=== PROVIDED ENTRIES ===

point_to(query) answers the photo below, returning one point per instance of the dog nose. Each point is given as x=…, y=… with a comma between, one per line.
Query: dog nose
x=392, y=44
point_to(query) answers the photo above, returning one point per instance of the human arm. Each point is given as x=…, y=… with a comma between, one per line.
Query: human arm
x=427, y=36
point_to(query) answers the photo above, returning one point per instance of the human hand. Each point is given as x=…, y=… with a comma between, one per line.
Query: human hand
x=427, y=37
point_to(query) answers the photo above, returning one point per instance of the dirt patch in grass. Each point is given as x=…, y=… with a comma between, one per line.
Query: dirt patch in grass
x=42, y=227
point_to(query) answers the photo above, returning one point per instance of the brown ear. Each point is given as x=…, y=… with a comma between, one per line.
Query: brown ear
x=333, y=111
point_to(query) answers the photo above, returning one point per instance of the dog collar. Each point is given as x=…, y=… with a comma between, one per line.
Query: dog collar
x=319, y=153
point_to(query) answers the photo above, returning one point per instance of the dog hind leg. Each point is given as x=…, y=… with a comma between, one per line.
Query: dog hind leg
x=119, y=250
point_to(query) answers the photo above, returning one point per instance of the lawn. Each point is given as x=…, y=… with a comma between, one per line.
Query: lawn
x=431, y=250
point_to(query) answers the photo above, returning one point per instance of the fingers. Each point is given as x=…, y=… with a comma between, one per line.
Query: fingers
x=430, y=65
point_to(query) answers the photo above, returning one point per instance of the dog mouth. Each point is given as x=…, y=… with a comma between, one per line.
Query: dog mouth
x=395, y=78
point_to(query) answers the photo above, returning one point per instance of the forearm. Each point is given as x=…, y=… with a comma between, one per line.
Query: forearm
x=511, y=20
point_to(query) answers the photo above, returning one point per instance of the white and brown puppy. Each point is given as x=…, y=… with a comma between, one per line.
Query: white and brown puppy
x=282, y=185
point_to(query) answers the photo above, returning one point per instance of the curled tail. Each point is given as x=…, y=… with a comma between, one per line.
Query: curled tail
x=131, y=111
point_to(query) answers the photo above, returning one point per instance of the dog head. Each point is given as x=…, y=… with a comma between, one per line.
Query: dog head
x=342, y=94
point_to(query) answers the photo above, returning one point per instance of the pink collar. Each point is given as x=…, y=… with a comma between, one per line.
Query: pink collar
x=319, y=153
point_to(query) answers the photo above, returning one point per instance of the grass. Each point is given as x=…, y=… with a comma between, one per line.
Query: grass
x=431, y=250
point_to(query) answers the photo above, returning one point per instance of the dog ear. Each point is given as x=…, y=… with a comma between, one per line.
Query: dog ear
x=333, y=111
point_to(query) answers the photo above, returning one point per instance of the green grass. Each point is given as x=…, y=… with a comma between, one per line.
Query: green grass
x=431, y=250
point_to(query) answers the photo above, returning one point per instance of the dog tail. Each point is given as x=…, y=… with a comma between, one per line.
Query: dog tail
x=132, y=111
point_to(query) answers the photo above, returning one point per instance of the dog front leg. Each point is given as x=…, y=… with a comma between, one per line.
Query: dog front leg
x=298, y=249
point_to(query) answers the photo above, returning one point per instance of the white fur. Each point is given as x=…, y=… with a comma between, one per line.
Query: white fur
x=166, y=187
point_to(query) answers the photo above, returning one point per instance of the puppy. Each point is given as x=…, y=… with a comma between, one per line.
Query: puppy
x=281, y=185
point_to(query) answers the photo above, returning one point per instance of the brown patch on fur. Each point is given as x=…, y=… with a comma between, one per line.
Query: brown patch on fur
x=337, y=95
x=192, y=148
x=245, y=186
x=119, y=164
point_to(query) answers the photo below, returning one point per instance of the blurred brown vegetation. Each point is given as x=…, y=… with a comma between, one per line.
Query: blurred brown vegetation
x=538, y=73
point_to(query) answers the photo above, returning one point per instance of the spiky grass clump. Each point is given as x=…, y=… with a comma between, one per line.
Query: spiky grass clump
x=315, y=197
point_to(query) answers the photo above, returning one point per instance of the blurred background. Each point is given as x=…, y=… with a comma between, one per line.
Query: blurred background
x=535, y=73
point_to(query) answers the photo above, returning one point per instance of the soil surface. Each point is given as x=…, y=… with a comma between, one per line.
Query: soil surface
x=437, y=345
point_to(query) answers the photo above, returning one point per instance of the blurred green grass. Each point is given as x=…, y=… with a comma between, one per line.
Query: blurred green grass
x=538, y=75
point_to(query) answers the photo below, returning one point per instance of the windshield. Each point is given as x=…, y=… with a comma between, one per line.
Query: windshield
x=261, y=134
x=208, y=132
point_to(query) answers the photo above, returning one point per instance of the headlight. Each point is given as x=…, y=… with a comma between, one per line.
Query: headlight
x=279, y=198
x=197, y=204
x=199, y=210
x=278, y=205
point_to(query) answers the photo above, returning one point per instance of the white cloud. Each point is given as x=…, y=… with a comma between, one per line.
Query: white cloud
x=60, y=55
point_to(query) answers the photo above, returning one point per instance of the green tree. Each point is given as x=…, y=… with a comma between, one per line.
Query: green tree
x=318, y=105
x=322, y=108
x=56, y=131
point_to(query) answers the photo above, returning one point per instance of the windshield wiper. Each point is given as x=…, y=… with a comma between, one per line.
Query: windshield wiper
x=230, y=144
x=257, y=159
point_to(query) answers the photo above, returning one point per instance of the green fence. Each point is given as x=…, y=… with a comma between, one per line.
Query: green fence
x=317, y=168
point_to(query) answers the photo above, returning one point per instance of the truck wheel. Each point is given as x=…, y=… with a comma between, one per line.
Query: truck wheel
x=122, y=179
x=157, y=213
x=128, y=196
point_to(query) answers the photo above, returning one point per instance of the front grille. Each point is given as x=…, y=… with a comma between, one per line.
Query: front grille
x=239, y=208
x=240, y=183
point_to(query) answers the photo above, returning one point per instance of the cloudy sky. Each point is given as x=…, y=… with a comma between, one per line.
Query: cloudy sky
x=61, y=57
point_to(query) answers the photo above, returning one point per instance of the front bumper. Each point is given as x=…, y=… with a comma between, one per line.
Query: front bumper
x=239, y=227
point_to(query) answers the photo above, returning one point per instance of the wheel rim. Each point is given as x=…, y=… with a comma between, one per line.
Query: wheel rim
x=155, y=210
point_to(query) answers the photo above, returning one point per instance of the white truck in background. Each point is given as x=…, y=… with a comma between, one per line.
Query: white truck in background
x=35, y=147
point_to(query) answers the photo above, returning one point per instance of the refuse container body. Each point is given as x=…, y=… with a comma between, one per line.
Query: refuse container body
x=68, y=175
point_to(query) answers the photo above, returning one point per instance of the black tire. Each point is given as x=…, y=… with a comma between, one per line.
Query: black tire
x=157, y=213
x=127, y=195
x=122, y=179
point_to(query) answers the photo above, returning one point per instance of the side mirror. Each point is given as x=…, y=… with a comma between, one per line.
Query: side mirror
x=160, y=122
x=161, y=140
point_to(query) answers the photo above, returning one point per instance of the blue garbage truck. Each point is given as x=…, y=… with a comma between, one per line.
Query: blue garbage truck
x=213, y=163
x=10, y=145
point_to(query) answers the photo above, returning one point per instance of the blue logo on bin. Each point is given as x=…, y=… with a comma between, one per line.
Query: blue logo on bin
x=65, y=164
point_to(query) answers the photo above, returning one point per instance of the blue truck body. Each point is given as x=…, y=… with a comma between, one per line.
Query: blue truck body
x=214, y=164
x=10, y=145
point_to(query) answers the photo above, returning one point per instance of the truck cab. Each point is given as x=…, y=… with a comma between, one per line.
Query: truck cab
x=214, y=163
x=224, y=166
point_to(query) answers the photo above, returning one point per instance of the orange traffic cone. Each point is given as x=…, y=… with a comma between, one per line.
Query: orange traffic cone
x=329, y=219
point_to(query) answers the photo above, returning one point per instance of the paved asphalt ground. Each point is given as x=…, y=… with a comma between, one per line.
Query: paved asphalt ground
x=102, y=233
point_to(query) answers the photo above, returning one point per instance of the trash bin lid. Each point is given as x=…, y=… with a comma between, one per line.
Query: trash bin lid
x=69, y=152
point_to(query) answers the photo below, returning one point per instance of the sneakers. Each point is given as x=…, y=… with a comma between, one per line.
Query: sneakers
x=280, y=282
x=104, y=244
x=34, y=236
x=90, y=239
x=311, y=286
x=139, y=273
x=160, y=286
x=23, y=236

===

EXERCISE DESCRIPTION: Render everything from the start of the data down to and including the line that contains "x=427, y=37" as a JSON list of strings, one string per line, with blank lines omitted.

ANSWER TO THIS PROBLEM:
[
  "point_to(query) answers the photo below, returning one point per instance of the dog nose. Each point is given as x=…, y=… with a comma between, one per line.",
  "Query: dog nose",
  "x=392, y=44",
  "point_to(query) answers the photo above, returning one point per instance of the human arm. Each point is given as x=…, y=… with a comma between, one per line.",
  "Query: human arm",
  "x=427, y=36",
  "point_to(query) answers the photo above, returning one point per instance of the human hand. Each point is given as x=…, y=… with a comma between, one per line.",
  "Query: human hand",
  "x=427, y=37"
]